▶ **What to work on**
Pick out every line in the records below that contains the string "Object", treating case as significant, and copy each such line.

++++ Data for the task

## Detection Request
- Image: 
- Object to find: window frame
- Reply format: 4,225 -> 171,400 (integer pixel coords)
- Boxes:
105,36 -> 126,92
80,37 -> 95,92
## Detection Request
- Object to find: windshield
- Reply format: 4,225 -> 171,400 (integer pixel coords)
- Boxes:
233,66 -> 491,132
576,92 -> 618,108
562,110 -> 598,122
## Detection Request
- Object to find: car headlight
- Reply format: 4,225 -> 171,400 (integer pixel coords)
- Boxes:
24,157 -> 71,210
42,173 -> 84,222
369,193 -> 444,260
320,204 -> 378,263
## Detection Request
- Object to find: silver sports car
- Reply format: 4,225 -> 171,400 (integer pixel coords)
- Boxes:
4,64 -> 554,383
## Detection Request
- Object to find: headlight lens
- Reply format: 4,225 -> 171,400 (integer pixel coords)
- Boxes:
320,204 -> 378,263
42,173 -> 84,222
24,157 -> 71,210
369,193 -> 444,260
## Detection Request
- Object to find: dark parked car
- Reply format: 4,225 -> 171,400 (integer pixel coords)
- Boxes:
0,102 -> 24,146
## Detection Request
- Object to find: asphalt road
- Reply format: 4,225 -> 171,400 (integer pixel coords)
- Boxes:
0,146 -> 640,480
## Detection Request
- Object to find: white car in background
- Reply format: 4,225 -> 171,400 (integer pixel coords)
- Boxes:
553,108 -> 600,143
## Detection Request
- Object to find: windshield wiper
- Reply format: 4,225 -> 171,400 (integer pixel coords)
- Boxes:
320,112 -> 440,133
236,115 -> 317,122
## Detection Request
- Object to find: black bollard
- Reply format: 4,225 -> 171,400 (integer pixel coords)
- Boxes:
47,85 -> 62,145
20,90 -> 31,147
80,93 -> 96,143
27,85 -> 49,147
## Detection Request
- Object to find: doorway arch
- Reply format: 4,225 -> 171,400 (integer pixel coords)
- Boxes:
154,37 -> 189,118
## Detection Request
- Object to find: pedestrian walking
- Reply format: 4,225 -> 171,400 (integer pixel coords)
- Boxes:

++++++++

▶ **Exercise result**
- Object to find: window frame
- Object to find: windshield
- Object to find: car headlight
- Object to find: silver sports car
- Object to find: headlight lens
- Object to find: dark parked car
- Object to find: asphalt road
- Object to find: white car in background
- Object to find: windshield wiper
- Object to find: black bollard
- Object to find: doorway arch
- Object to find: pedestrian walking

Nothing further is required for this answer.